TASK TO CARRY OUT
In the items below, replace every "mask" with "selection" and leave everything else unchanged.

MATERIAL SHOWN
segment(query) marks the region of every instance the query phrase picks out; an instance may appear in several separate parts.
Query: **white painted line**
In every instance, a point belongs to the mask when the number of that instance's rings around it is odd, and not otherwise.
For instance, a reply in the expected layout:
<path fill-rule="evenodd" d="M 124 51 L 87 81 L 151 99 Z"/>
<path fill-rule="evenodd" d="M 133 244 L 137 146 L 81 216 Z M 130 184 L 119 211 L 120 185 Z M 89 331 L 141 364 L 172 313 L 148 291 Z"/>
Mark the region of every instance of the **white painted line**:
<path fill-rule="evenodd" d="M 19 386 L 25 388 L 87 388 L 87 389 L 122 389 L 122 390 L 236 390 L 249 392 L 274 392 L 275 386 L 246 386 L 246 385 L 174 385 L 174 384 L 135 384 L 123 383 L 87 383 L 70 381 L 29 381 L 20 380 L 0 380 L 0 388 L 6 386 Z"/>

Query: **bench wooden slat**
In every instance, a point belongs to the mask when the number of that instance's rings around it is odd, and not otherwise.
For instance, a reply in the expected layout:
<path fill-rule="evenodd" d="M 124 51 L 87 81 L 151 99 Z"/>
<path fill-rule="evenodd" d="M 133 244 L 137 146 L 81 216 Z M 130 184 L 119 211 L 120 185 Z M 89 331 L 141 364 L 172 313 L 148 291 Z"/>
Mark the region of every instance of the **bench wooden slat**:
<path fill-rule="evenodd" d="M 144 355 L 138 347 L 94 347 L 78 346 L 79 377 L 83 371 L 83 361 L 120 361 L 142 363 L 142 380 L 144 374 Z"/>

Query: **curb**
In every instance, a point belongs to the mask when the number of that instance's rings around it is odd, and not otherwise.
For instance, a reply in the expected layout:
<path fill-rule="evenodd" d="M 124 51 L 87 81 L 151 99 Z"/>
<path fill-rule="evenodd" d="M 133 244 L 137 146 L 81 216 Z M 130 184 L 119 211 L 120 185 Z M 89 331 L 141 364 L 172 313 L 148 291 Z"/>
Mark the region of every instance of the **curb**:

RESPONSE TO THIS TASK
segment(query) marks the region of every instance the query phrase picks out; an instance may appear in several separate parts.
Query: **white painted line**
In every instance, a point belongs to the selection when the number of that instance's rings around it is odd, and not otherwise.
For instance, a reply in the expected layout:
<path fill-rule="evenodd" d="M 124 51 L 87 81 L 151 99 Z"/>
<path fill-rule="evenodd" d="M 133 244 L 137 146 L 81 216 Z M 130 184 L 119 211 L 120 185 Z M 89 331 L 141 364 L 172 313 L 148 291 Z"/>
Mark the region of every instance of the **white painted line**:
<path fill-rule="evenodd" d="M 19 386 L 25 388 L 87 388 L 87 389 L 122 389 L 122 390 L 236 390 L 249 392 L 274 392 L 275 386 L 246 386 L 246 385 L 174 385 L 174 384 L 135 384 L 123 383 L 87 383 L 70 381 L 29 381 L 20 380 L 0 380 L 0 388 L 6 386 Z"/>

Query: **bench wooden slat**
In every instance, a point belongs to the selection when the number of that instance's rings around it is odd, and not otherwise.
For instance, a reply in the expected layout:
<path fill-rule="evenodd" d="M 124 51 L 87 81 L 151 99 Z"/>
<path fill-rule="evenodd" d="M 133 244 L 137 146 L 81 216 Z M 130 184 L 119 211 L 120 185 Z M 89 331 L 141 364 L 172 313 L 148 291 Z"/>
Mark the region of every instance of the **bench wooden slat**:
<path fill-rule="evenodd" d="M 144 355 L 138 347 L 94 347 L 78 346 L 79 377 L 83 371 L 83 361 L 120 361 L 142 363 L 142 380 L 144 374 Z"/>

Query: **curb**
In every instance, a point belongs to the selection when the number of that instance's rings around it is odd, and not otherwise.
For instance, a reply in the expected layout:
<path fill-rule="evenodd" d="M 124 51 L 87 81 L 151 99 Z"/>
<path fill-rule="evenodd" d="M 133 244 L 137 146 L 81 216 Z M 130 184 L 119 211 L 120 185 Z M 89 331 L 141 364 L 172 313 L 148 291 Z"/>
Mark the region of every instance of the **curb**:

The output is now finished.